What you write must match the records exactly, except for the images, which are left out.

--- EXTRACTED MATERIAL Enclosed Below ---

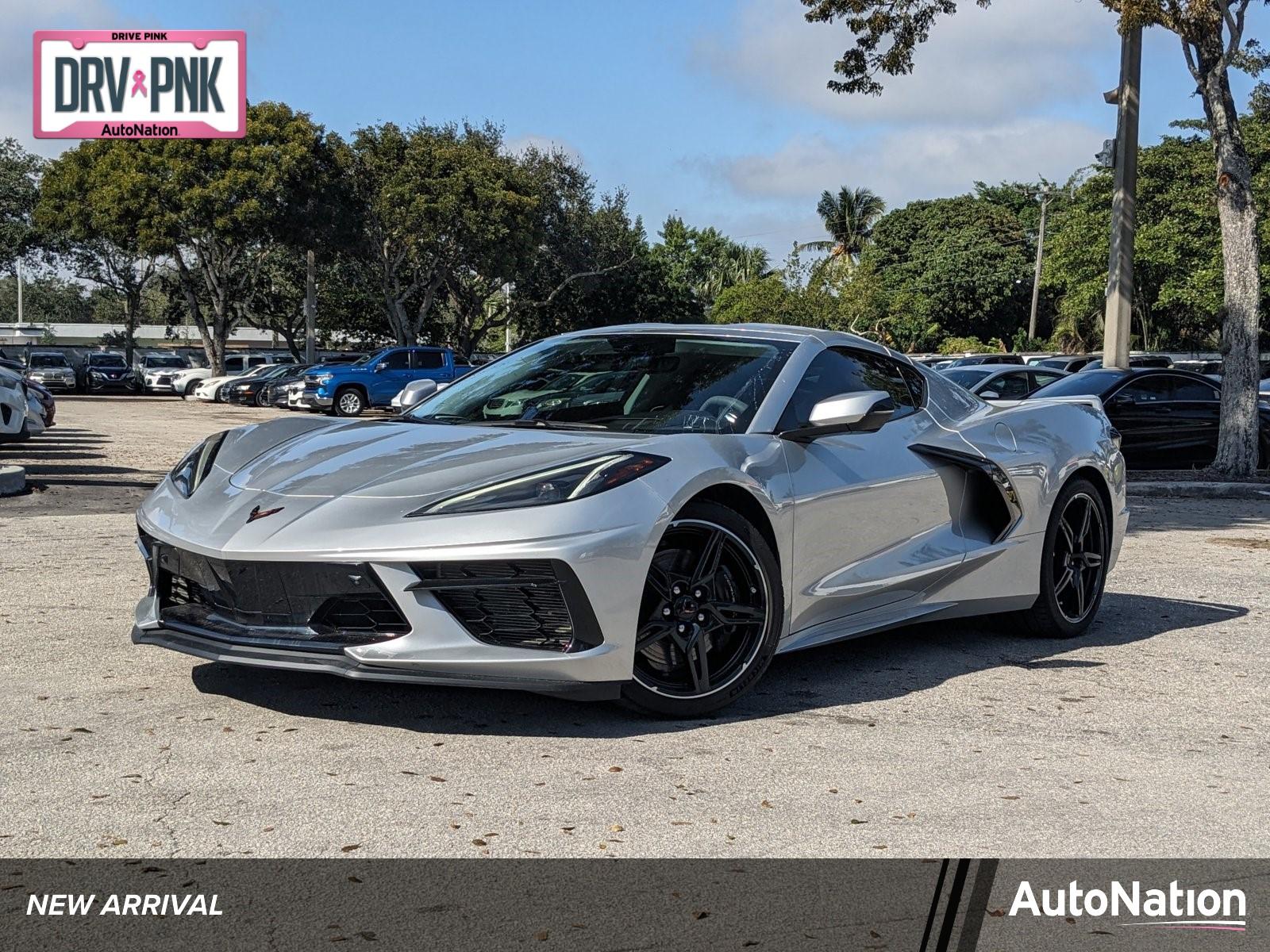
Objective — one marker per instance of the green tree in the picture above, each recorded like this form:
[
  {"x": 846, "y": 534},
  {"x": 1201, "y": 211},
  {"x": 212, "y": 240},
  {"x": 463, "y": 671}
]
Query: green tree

--- End of Enclosed EXTRACTED MATERIAL ---

• _REPLY TO THE TASK_
Objective — one marker per instance of the green tree in the picture above, each recorded like this form:
[
  {"x": 846, "y": 534},
  {"x": 1201, "y": 211},
  {"x": 212, "y": 240},
  {"x": 463, "y": 671}
]
Query: green tree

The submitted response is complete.